* **REQUIRED TASK**: Find each line of the records below that contains the word "wheel" and copy those lines out in full.

* **MATERIALS PROVIDED**:
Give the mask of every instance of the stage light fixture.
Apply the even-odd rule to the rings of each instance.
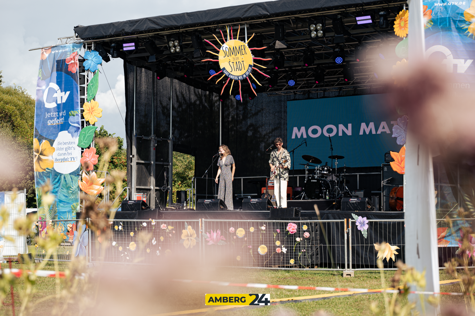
--
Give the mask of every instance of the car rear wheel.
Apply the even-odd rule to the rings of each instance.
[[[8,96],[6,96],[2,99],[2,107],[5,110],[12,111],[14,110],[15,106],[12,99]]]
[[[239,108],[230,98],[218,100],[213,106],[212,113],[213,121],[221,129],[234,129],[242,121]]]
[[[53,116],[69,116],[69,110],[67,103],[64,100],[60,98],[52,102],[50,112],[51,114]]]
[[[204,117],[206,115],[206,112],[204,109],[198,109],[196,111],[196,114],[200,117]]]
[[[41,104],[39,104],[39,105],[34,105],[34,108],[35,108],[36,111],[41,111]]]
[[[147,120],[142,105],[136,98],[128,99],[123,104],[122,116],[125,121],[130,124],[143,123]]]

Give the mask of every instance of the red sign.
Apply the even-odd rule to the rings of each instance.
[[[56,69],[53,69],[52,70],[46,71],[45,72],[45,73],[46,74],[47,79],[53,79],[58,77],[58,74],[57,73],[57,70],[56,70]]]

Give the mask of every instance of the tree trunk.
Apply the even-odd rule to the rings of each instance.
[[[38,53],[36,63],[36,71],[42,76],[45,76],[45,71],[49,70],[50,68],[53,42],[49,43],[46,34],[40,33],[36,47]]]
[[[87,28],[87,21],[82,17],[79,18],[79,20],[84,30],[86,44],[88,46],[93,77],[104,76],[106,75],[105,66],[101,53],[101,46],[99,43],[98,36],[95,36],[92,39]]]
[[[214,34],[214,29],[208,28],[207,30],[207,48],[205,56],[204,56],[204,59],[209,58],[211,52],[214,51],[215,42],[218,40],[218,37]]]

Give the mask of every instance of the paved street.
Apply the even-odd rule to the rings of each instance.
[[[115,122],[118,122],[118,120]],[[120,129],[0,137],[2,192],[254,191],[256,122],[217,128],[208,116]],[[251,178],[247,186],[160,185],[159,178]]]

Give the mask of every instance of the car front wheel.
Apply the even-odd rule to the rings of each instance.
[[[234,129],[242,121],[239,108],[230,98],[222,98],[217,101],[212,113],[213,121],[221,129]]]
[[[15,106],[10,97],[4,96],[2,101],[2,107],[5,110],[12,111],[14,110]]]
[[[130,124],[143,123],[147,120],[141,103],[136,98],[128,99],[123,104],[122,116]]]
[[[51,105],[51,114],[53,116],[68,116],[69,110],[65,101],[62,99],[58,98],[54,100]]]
* * *
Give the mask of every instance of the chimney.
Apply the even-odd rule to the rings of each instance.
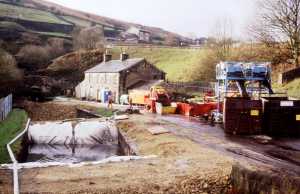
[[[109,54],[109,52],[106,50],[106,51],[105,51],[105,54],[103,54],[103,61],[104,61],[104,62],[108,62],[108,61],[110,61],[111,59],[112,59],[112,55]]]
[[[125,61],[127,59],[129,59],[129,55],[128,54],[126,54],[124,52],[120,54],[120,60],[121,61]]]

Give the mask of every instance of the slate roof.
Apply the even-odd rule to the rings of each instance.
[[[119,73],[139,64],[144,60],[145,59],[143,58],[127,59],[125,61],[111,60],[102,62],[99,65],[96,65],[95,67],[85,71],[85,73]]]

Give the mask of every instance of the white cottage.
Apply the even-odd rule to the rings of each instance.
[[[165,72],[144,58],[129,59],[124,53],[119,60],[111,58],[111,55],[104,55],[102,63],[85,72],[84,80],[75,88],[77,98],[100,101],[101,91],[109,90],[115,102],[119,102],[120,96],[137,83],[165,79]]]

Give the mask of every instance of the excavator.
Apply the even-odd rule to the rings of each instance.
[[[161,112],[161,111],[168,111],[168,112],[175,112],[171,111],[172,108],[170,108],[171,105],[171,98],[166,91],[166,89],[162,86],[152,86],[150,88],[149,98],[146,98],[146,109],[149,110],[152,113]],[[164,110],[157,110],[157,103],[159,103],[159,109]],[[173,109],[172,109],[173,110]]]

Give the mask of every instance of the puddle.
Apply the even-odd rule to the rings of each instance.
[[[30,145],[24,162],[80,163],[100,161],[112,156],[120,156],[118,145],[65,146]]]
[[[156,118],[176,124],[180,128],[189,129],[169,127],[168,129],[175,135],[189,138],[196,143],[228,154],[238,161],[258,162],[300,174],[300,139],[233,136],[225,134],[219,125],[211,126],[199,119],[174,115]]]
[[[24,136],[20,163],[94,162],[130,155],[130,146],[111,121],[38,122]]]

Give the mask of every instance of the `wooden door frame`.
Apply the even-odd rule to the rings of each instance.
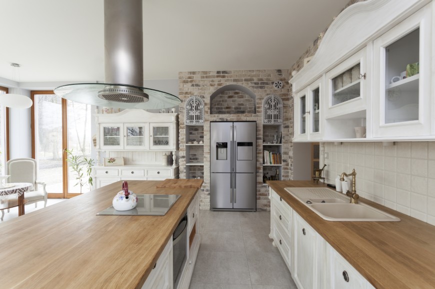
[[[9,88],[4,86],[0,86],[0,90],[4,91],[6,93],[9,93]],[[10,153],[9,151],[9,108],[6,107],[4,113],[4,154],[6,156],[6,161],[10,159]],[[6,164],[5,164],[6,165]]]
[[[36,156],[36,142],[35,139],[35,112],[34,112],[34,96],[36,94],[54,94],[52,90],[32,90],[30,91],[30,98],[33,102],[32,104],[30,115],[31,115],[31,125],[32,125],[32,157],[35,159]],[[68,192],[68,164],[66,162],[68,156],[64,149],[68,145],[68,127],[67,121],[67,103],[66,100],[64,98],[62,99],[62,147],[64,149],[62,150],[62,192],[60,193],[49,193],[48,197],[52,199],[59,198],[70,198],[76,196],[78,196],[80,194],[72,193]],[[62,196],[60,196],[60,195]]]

* **WORKED ANSWER**:
Give the mask of every instance of the car rear wheel.
Give the mask of every instance of the car front wheel.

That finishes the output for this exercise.